Short exercise 1
How many lines in the entries contain the word "spike"? Reply with the number only.

Document passage
Using Skrill at Offshore Betting Sites: Legal Risks for Australians

Using Skrill at Offshore Betting Sites: Legal Risks for Australians

Loading...

Last updated: Reading time : 7 min

Australia’s illegal offshore gambling market is estimated at USD 2.5 billion annually, with 36% of all online gambling in 2025 flowing through operators that hold no Australian licence. That is not a fringe activity — it is a substantial share of the market operating entirely outside the regulatory protections that licensed operators are required to provide. After eleven years working in wagering payment infrastructure, I have seen how e-wallets like Skrill can become the unwitting bridge between Australian punters and unregulated operators, and the risks on the other side of that bridge are real.

Australia’s Interactive Gambling Act and Offshore Operators

Half of all Australians gambling on offshore sites are registered with BetStop — Australia’s national self-exclusion register — which reveals a disturbing pattern: some of the people seeking to control their gambling are simultaneously using offshore platforms that bypass the very protections they signed up for.

The Interactive Gambling Act 2001 (IGA) prohibits the provision of certain interactive gambling services to Australian customers. The law primarily targets the operators, not the individual punters. An offshore bookmaker that offers services to Australians is in breach of the IGA; an Australian who places a bet with that operator is generally not prosecuted as an individual. However, “not prosecuted” is not the same as “protected” — and that distinction matters enormously.

ACMA is the enforcement authority, and its record shows active pursuit of non-compliant operators. The regulator investigated 301 complaints in Q4 2024, identified 16 violations of the IGA, and referred 75 websites for blocking by Australian internet service providers. The website-blocking mechanism means that access to offshore betting sites can be disrupted without warning — one day the site works, the next day it does not. Your funds, any pending bets, and your account balance are on the other side of a wall you can no longer reach.

[Object position labeling entries]
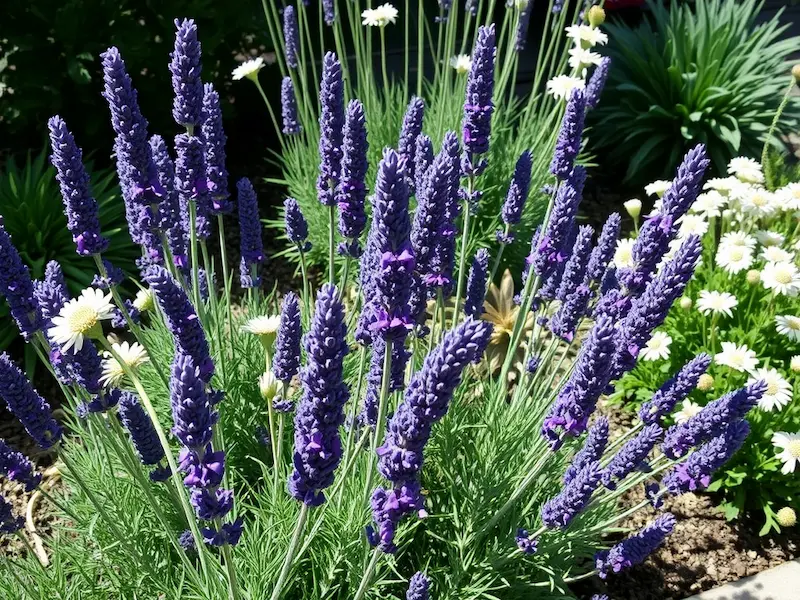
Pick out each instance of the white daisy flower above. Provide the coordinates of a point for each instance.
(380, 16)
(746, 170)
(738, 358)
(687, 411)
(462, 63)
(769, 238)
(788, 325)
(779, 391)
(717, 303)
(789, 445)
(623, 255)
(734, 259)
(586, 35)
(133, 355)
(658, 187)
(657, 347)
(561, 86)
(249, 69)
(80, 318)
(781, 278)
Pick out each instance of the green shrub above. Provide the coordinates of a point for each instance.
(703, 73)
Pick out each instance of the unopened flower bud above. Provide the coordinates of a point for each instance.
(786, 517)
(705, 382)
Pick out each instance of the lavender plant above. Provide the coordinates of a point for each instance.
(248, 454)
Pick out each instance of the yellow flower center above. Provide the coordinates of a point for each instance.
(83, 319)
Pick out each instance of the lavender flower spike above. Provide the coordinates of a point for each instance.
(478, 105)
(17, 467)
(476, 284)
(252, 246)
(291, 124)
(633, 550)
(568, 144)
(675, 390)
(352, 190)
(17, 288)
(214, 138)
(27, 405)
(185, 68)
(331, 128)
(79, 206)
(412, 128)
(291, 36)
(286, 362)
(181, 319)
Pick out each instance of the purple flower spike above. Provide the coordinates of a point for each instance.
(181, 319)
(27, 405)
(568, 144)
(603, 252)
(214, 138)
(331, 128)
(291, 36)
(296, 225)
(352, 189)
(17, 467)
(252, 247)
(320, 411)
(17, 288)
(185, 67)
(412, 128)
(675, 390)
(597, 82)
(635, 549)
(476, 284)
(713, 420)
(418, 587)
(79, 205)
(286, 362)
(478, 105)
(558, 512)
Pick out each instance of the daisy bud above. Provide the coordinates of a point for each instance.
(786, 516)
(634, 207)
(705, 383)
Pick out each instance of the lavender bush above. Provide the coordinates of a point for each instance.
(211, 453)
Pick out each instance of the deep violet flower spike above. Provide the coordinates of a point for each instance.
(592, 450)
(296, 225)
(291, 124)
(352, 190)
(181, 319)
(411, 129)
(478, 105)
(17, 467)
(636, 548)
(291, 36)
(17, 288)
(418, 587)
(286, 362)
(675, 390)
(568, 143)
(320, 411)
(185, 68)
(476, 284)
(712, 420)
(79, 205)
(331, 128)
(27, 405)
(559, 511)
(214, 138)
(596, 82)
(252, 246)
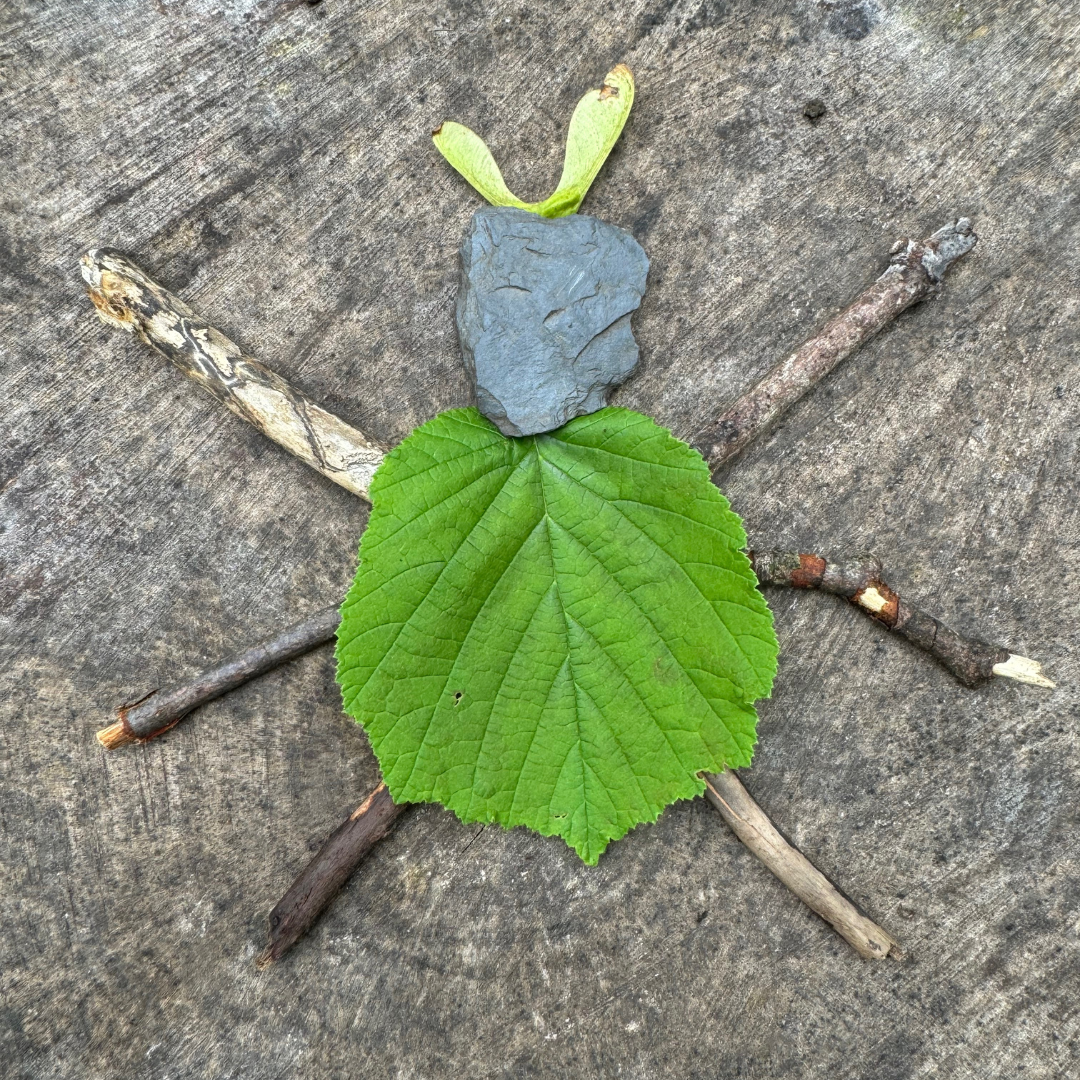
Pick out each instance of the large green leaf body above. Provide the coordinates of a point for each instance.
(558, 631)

...

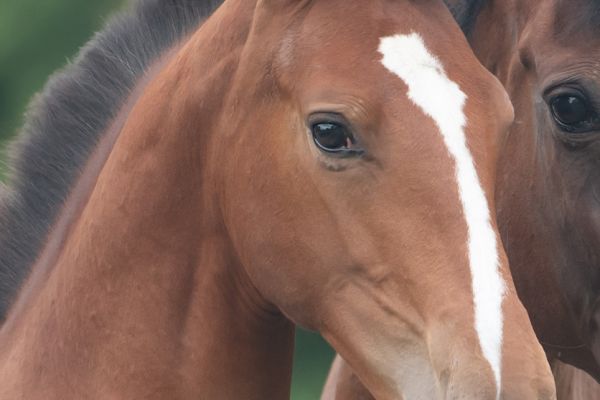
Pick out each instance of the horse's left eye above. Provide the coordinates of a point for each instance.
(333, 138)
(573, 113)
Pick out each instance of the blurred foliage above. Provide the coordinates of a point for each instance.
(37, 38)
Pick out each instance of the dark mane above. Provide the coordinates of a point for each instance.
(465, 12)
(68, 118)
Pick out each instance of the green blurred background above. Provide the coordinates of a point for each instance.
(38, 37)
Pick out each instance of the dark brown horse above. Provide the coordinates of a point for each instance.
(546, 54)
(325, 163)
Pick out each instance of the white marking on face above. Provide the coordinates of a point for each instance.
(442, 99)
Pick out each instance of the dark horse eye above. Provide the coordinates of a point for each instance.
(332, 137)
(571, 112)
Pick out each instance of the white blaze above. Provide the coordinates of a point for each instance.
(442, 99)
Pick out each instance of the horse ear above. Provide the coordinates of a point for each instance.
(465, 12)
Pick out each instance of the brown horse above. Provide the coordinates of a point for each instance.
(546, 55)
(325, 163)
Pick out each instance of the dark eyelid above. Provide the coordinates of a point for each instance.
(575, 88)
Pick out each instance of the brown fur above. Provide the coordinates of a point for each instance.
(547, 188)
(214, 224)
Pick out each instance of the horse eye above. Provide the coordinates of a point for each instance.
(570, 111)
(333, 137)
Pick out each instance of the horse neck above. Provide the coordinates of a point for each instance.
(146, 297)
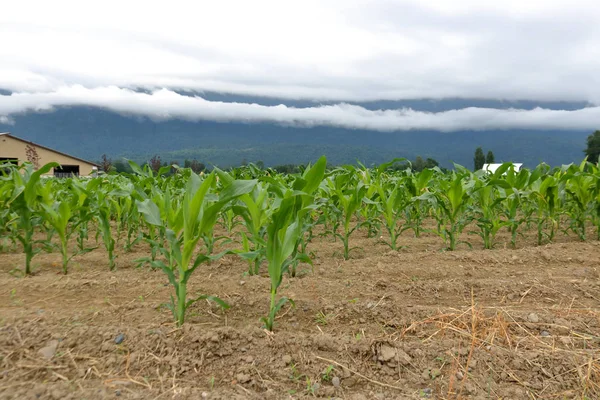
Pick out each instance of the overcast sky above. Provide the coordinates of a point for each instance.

---

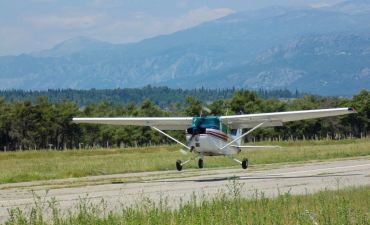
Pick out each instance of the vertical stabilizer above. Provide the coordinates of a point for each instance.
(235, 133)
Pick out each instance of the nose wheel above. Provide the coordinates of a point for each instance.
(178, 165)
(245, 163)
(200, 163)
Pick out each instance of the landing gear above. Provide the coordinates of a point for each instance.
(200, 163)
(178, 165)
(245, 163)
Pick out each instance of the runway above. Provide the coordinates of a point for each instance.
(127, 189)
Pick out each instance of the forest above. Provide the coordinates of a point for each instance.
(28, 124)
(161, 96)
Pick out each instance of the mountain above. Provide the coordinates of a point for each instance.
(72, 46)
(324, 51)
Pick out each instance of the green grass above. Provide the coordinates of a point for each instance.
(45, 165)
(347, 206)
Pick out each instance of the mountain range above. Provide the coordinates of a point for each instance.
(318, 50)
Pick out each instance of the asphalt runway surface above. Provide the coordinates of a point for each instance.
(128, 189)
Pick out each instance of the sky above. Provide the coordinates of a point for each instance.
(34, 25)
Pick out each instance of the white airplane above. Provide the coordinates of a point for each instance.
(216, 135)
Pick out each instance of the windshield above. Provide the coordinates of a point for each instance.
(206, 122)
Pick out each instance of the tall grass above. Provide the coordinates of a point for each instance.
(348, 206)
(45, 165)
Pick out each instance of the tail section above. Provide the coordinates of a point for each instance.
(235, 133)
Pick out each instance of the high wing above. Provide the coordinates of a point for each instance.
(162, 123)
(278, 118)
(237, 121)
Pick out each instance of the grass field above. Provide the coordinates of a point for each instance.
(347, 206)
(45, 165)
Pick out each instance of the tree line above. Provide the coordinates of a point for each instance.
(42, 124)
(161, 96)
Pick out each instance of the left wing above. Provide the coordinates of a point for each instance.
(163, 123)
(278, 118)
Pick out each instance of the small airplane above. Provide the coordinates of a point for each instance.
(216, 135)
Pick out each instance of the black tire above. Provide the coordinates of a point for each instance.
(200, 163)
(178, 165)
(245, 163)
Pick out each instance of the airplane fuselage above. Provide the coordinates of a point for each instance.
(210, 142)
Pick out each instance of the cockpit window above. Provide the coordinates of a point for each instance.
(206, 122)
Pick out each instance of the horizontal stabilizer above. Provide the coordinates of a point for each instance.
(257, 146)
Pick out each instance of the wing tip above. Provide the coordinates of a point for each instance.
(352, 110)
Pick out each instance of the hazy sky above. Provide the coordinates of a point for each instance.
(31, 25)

Short exercise 2
Copy word for word the portion of the offshore betting article between "Australia’s Interactive Gambling" and "distinction matters enormously.", inclusive.

Solution 1
3

Solution 2
Australia’s Interactive Gambling Act and Offshore Operators

Half of all Australians gambling on offshore sites are registered with BetStop — Australia’s national self-exclusion register — which reveals a disturbing pattern: some of the people seeking to control their gambling are simultaneously using offshore platforms that bypass the very protections they signed up for.

The Interactive Gambling Act 2001 (IGA) prohibits the provision of certain interactive gambling services to Australian customers. The law primarily targets the operators, not the individual punters. An offshore bookmaker that offers services to Australians is in breach of the IGA; an Australian who places a bet with that operator is generally not prosecuted as an individual. However, “not prosecuted” is not the same as “protected” — and that distinction matters enormously.